From the five sets, K patches are selected to initialize the dictionary. The first K/5 and last K/5 patches are selected from the first and second set respectively. From the sets 3, 4 and 5 the first K/10 and last K/10 patches are selected. Using these K selected patches as the atoms of the initial dictionary and K-SVD algorithm, the learned dictionary D is trained. The dictionary is learned using a sparsity parameter \(T_1=10\) i.e. the sparsity of each atom in the dictionary is 10. The size of the resulting dictionary is \( N \times K\). As both smooth and textured patches are selected uniformly the learned dictionary provides better approximation of the image.

2.3 Measurement matrix

In CS, generally a random measurement matrix provides dimensionality reduction. The measurement matrix construction must ensure the reconstruction of the sparse signal from the reduced measurements. The commonly used measurement matrices are constructed from random variables that follow Gaussian, Bernoulli distribution etc. The measurement matrix can also be structurally random like Hadamard , Circulant etc. In this paper, a measurement matrix constructed using Gaussian random variables is used to obtain compressed measurements. The Gaussian matrix is of size \(M \times N\) and matrix elements are zero mean and variance 1/M Gaussian random variables. The whole matrix is used as the key and it is shared between the sender and the receiver using a secured channel. By employing the measurement matrix as the secret key, security is embedded in compressive sensing technique.

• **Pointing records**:

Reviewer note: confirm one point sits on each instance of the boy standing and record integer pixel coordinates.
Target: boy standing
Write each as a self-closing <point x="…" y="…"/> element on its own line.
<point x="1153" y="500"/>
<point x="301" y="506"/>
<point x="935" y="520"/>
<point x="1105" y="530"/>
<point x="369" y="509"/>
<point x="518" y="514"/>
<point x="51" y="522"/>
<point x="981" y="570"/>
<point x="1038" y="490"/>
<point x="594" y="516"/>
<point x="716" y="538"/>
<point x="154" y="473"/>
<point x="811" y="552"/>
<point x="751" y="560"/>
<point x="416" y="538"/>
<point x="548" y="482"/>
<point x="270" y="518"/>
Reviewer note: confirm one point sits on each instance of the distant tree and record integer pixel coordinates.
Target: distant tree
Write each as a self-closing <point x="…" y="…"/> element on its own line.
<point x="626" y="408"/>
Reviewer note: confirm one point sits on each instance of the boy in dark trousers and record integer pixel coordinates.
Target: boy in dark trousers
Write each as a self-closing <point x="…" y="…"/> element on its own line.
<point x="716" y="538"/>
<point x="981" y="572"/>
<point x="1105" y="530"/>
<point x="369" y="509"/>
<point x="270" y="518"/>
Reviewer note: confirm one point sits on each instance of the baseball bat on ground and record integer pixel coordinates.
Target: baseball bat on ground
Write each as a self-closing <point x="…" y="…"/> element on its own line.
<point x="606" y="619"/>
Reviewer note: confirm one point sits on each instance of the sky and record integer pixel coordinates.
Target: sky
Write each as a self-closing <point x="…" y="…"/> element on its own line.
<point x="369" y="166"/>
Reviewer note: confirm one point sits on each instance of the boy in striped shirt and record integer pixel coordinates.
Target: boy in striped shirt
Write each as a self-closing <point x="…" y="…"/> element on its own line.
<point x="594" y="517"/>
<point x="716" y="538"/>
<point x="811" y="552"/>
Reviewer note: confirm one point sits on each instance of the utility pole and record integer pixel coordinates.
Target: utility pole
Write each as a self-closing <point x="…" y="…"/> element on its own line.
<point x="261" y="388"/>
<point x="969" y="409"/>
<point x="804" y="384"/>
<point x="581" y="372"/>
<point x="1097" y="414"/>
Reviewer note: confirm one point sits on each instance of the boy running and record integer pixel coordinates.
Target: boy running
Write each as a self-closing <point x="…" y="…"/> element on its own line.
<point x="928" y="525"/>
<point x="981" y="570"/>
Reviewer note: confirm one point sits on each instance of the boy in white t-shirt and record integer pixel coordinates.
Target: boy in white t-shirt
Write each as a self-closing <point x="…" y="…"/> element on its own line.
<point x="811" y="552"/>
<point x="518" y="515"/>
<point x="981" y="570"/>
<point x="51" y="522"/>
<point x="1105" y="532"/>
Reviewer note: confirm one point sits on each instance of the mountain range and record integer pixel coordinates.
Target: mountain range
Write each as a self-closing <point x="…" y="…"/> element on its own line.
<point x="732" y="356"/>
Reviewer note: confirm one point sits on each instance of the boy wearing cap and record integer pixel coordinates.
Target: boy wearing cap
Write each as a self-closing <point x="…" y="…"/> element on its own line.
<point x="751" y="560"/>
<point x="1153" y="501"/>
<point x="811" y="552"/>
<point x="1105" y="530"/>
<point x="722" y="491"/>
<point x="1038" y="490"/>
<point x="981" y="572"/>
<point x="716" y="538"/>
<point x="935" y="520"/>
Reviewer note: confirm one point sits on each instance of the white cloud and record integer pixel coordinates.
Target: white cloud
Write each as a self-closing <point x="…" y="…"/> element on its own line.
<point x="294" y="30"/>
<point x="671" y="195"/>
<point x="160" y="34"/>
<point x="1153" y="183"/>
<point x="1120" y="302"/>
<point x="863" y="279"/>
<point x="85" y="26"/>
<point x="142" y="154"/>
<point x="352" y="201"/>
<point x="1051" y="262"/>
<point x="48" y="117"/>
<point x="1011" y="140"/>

• **What is asked**:
[1] In the compressive sensing passage, how is the measurement matrix shared between the sender and the receiver?
[2] Carry the compressive sensing passage forward from its final sentence.

• **Answers to the exercise**:
[1] The whole matrix is used as the key and is shared over a secured channel.

[2]
Fig. 1
figure 1

Block diagram of the sparse coding and compressive sensing based encryption

3 The proposed encryption algorithm

The block diagram of the sparse coding and compressive sensing based image encryption scheme is shown in Fig. 1. The encryption is implemented using four keys. The measurement matrix acts as the first key. The other three keys are the parameters of the three logistic maps used for scrambling and substitution operations. The encryption algorithm is as follows:

  1. 1.

    The input image of size \(H\times W\) is divided into b blocks of size \(\sqrt{N}\times \sqrt{N}\). The blocks are non-overlapping. Each block is then vectorized to form a sequence x of size \(N\times 1\).

  2. 2.

    The sparse code \((\alpha )\) of x is computed using the learned dictionary D and OMP algorithm. The sparsity is set at \(\textit{T}=12\). The sparse code \((\alpha )\) of dimension \(K\times 1\), sparsely represents x such that

    $$\begin{aligned} x=D\alpha \end{aligned}$$
    (6)
  3. 3.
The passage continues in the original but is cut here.